▸ **What is expected**
Reproduce the lines of the records below verbatim, starting at the first line and ending at the line that contains "column 222, row 123", with both of those lines included.

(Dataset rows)
______
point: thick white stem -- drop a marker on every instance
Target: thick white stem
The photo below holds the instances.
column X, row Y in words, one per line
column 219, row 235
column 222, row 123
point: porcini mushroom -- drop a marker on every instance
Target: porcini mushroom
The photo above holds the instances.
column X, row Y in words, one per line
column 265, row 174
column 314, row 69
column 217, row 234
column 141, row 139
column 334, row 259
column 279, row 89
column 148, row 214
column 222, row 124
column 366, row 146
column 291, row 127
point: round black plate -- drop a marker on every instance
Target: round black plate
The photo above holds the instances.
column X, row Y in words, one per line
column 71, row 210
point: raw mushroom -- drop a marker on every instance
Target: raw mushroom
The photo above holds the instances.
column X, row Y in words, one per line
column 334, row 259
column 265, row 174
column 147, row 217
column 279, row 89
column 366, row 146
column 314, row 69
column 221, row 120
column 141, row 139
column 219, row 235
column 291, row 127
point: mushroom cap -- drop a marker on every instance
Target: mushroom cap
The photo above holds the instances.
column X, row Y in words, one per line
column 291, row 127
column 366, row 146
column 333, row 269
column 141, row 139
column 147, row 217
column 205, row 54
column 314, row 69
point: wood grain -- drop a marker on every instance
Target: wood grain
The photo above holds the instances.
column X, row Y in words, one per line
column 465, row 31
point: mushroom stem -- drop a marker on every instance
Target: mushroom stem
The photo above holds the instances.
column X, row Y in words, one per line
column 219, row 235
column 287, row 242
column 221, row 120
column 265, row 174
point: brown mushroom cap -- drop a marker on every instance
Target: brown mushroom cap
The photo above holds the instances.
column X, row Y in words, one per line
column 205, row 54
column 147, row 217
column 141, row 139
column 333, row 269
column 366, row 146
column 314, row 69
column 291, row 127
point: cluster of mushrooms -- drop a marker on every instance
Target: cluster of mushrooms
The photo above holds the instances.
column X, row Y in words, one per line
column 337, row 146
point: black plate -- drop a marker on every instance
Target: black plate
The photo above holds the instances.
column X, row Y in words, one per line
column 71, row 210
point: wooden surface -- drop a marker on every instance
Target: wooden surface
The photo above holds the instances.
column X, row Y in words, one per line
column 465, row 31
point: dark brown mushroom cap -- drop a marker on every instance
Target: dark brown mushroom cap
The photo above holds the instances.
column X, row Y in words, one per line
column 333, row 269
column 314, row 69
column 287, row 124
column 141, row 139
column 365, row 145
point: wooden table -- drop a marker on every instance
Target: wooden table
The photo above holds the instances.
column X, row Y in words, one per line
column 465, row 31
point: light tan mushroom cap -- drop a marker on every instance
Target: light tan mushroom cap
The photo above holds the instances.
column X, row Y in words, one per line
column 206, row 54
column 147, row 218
______
▸ **Exercise answer**
point: thick white stem -- drop a marker on every instance
Target: thick white stem
The photo below holds the instances.
column X, row Y in words, one per line
column 219, row 235
column 222, row 123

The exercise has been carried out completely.